# Task directions:
How many lines in the rows below contain the string "dark"? Reply with the number only.

# Data:

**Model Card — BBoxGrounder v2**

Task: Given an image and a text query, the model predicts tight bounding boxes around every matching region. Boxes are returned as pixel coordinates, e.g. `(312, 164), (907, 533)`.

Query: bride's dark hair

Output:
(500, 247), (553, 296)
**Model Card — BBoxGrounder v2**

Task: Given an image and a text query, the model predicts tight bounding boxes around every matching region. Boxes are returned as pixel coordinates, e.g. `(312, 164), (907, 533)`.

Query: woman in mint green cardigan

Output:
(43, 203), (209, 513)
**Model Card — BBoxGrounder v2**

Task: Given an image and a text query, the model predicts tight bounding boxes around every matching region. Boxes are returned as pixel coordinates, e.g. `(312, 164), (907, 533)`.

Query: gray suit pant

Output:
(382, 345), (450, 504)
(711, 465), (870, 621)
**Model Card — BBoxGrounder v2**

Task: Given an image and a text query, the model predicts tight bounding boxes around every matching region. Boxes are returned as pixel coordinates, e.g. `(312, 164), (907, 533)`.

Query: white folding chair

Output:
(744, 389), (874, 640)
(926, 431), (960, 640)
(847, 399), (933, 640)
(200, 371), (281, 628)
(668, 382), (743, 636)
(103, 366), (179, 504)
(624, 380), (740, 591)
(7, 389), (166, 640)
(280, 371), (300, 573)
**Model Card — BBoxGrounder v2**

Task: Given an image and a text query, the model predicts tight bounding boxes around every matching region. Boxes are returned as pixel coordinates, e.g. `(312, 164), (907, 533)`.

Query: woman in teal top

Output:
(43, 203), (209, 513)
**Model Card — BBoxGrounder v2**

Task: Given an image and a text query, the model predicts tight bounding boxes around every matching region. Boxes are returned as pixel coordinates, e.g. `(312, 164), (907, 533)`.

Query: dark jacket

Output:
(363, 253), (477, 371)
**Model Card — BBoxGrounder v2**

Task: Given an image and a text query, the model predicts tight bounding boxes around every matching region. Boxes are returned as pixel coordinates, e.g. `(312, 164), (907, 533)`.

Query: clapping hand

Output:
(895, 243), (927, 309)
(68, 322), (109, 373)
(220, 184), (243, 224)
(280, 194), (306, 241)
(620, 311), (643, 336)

---

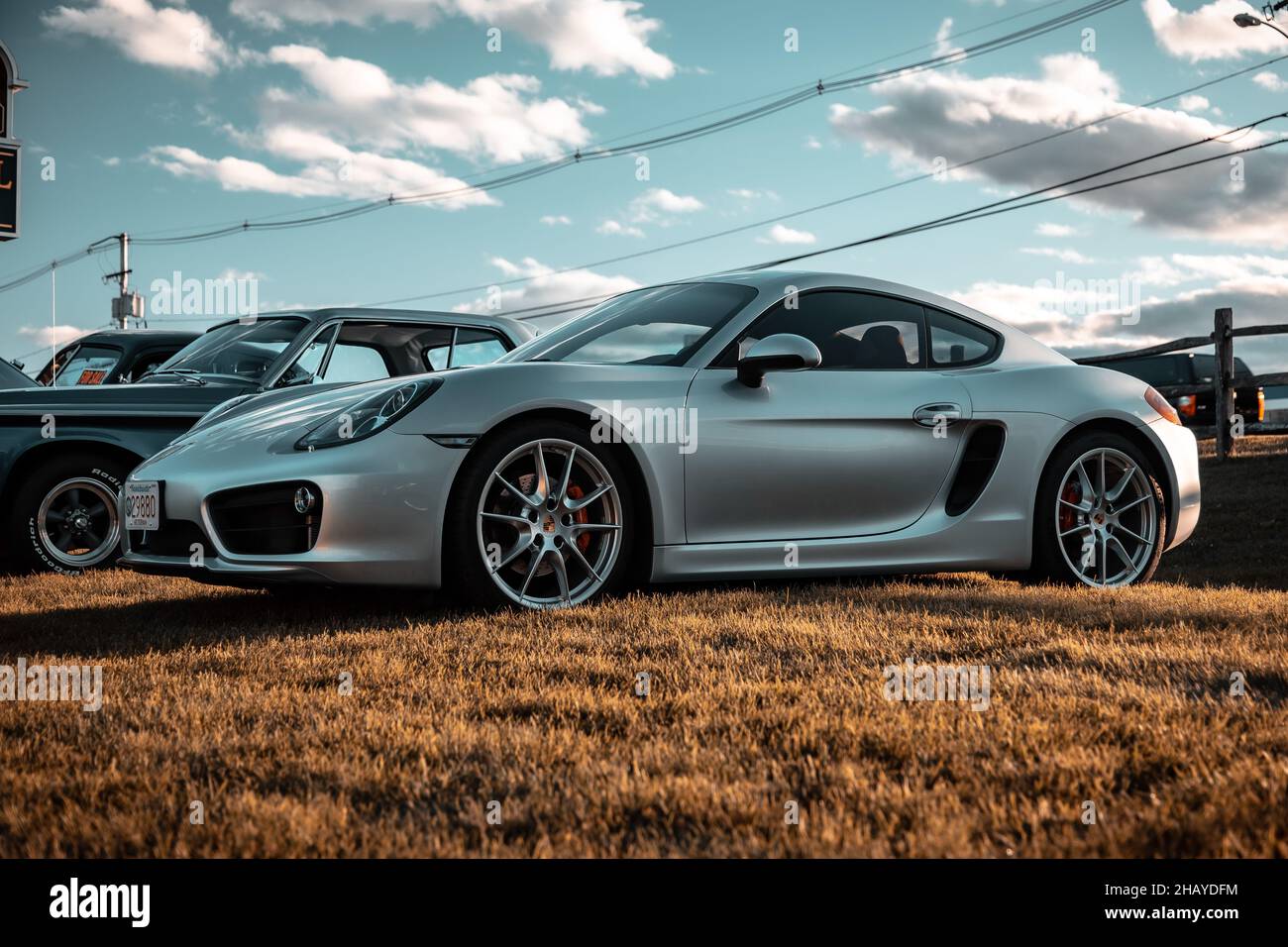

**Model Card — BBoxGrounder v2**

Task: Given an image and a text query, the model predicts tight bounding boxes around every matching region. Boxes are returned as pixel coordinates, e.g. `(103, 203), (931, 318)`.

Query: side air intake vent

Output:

# Solution for this problem:
2